PASSAGE SHOWN ▸
Precarious work is a broad definition for non-standard employment, often including unstable and insecure positions where workers permanently experience uncertainty; these types of jobs are growing steadily around the planet. Since the coup d’état in 1973, Chile has experienced a series of structural economic changes framed by neoliberal ideas cemented in the “Constitution of Pinochet.” Precarious work in Chile is a direct consequence of these ideas. This multidimensional phenomenon has progressively been entering employment areas where it was not previously present. As a result, there has been a rise in work precarization and its full impact on health is not well known. The goal of this study was to estimate the association of work precariousness with mental health outcomes in Chilean workers.


Data were obtained from the Chilean Survey of Work and Health 2009–2010 (ENETS). Only valid records of salaried workers (excluding hourly-only or commission-only workers) in the private sector without missing values were included (n = 1900). After applying appropriate sampling weights, 1,461,727 workers were represented. Mental health was estimated as anxiety/depression levels using the 12-item General Health Questionnaire (GHQ-12). A multilevel multivariate generalized linear mixed model (GLMM) with negative binomial and log link distribution was used to study the association between precariousness and depression/anxiety.

WHAT TO WORK ON ▸
Write the next part of the passage on precarious work and mental health among Chilean workers, starting after its last sentence.

DATA RECORDS ▸
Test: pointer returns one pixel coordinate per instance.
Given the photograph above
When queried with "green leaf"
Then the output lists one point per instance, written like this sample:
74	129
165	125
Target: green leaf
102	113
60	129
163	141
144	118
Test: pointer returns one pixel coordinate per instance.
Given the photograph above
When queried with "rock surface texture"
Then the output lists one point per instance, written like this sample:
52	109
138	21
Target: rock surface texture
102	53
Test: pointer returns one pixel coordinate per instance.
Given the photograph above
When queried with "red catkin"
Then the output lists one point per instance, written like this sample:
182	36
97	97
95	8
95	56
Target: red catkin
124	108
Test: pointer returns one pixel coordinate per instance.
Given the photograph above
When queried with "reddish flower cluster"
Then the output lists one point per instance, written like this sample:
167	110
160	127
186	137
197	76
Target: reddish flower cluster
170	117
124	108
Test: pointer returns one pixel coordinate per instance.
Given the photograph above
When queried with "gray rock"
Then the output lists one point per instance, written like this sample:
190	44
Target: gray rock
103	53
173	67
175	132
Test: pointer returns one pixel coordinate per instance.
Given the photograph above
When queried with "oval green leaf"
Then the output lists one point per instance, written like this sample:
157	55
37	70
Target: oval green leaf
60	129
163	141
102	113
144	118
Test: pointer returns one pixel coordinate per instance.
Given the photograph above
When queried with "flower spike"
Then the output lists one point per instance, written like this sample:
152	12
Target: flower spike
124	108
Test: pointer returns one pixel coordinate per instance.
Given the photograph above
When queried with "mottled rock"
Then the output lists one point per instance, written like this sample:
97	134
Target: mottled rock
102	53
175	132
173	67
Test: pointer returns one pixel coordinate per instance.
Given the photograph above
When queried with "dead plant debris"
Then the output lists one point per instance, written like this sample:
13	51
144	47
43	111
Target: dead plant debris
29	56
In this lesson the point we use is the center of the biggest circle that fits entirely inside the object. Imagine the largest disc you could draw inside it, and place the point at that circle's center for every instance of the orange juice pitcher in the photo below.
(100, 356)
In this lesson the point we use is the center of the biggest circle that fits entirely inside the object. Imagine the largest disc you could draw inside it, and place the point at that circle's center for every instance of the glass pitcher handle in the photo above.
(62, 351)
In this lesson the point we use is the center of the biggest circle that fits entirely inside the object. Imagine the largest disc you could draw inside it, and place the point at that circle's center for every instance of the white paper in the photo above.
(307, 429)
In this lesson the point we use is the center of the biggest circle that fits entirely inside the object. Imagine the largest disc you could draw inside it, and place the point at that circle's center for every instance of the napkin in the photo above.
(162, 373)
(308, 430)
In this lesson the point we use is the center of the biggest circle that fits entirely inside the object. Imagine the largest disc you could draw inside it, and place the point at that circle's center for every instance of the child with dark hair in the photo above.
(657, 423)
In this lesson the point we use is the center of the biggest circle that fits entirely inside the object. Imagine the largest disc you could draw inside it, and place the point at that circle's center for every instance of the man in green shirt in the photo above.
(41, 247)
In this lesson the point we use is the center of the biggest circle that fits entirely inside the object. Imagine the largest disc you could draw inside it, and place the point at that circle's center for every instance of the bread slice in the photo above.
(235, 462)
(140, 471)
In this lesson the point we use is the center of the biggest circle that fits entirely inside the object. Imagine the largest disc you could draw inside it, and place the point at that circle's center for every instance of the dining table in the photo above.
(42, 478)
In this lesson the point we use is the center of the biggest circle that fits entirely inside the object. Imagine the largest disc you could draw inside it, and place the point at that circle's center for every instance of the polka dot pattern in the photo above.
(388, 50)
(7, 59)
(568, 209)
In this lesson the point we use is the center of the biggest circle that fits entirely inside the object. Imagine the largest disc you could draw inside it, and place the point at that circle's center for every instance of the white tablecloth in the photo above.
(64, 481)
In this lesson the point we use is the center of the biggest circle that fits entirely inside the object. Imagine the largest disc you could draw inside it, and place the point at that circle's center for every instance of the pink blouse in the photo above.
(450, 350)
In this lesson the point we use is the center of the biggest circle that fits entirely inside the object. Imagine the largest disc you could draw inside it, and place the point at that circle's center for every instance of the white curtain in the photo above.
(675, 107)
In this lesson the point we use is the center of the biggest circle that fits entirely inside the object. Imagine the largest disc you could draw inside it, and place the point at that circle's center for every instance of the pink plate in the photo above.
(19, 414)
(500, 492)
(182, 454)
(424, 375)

ANSWER ▸
Looking at the overall precariousness scale (range from zero to four), we observed an increase of approximately 34% in the depression/anxiety score (scale range from 0 to 36) for every unit on the precarious work overall scale (Relative Risk = 1.34, 95% CI = 1.28, 1.42) controlling for age, sex, and occupational group.


Precarious work was associated with anxiety and depression as measured with the 12-item General Health Questionnaire. Controlling for demographic variables changed neither the direction nor the magnitude of the association.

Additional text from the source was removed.